Your answer should consist of each line below that contains the string "running".

Top of Dataset excerpts

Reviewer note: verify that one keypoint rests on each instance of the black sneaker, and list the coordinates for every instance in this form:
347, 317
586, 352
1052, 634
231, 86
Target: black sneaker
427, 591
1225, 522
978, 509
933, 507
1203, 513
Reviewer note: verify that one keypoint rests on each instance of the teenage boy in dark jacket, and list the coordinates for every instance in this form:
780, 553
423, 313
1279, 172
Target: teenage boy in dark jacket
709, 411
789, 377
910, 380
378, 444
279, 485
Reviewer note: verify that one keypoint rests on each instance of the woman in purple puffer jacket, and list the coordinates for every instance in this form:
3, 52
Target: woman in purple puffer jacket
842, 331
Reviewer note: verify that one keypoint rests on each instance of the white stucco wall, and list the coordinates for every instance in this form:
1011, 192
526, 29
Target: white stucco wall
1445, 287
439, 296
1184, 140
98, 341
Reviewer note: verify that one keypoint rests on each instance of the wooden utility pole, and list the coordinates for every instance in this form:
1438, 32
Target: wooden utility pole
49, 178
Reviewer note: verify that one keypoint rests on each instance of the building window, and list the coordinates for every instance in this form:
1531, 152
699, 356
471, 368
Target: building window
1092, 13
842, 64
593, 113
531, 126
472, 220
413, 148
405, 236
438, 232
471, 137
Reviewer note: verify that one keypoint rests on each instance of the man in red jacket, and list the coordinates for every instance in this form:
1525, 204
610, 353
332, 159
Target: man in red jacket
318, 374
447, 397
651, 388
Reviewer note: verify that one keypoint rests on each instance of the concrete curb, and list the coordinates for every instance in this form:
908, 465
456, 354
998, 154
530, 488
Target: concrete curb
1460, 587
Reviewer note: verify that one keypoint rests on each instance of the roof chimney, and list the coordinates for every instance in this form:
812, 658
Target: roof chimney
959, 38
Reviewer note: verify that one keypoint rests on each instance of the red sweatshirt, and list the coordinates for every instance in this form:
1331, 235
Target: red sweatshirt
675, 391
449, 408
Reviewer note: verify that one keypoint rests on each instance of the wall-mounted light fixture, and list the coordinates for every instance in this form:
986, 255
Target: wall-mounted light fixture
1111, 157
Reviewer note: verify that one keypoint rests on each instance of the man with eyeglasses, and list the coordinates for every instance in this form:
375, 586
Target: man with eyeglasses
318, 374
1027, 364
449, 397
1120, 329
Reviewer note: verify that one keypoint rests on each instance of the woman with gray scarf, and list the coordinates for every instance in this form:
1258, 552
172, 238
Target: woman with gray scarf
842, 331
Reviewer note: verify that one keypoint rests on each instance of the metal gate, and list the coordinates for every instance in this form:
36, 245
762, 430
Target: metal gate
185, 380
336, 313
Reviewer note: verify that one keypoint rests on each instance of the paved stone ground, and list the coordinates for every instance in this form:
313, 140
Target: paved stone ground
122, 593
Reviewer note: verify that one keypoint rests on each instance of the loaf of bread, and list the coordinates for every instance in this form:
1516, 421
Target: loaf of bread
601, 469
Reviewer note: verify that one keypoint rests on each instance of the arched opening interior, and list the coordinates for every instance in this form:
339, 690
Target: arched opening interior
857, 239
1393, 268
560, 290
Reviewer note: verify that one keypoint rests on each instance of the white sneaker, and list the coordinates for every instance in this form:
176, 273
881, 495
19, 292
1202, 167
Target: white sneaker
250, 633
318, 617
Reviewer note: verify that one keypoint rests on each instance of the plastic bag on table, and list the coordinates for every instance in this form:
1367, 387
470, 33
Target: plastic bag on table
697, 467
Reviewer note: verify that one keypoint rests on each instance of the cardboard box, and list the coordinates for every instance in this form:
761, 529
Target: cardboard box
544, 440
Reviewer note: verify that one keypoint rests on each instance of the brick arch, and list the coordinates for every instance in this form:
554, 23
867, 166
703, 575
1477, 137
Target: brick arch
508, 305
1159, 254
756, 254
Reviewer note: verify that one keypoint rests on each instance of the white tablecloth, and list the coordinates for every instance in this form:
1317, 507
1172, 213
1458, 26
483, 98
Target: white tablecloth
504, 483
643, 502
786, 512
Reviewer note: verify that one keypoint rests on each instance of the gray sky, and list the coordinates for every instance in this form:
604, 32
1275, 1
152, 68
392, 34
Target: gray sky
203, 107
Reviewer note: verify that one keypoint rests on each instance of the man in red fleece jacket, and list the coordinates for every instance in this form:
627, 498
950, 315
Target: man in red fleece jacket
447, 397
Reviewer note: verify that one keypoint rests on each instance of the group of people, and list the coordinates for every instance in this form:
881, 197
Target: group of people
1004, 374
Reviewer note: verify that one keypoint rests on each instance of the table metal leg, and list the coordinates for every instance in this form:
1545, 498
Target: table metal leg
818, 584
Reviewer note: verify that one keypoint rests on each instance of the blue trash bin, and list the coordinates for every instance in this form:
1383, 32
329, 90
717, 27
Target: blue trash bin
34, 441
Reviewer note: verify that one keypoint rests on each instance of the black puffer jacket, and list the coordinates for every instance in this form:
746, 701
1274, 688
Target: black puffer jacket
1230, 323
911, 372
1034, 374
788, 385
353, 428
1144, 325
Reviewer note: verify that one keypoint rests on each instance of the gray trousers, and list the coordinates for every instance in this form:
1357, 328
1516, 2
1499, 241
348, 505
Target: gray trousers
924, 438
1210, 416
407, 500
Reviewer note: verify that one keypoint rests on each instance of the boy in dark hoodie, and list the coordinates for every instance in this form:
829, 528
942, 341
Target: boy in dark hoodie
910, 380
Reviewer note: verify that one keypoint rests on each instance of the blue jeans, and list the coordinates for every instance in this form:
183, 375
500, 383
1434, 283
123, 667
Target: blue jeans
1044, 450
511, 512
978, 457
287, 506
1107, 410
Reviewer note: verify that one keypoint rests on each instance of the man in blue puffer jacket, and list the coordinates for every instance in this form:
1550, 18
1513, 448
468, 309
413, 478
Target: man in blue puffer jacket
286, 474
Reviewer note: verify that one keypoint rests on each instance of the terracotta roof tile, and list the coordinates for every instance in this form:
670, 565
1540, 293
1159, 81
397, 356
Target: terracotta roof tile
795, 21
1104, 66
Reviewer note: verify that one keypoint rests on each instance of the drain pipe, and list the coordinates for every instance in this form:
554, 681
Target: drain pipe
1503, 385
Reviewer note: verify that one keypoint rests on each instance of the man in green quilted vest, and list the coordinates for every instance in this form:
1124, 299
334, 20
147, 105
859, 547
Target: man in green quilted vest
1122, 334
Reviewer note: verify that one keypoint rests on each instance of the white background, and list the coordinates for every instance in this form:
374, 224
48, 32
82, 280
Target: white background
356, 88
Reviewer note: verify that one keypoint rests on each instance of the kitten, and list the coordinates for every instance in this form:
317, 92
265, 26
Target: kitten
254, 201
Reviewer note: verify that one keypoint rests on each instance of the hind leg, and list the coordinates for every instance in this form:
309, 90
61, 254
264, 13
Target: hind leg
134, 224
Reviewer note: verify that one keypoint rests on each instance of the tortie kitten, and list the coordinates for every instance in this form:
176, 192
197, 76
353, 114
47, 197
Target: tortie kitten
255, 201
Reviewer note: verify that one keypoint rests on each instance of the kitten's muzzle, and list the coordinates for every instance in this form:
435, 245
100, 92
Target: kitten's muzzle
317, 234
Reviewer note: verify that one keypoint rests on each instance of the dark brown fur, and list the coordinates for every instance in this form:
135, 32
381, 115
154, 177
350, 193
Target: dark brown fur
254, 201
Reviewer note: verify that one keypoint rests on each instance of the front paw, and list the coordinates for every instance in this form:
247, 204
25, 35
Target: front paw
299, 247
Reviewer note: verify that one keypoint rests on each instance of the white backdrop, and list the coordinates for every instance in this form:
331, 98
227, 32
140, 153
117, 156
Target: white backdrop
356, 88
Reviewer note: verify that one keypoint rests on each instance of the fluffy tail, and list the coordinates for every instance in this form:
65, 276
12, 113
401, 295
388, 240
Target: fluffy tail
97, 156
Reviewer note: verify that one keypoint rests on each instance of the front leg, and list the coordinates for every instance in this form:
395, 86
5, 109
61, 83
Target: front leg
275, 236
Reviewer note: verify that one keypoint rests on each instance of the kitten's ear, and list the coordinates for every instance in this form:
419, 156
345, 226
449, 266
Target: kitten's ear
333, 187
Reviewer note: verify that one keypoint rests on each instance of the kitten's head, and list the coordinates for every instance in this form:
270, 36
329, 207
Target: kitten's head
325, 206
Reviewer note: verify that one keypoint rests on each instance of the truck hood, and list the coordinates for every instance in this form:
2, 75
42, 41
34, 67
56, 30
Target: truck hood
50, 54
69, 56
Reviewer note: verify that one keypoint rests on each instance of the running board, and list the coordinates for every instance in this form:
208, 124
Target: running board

Bottom of Dataset excerpts

# Task response:
Reviewer note: verify that one keypoint rests on each instance of the running board, and list the coordinates for every instance in this form:
Target: running board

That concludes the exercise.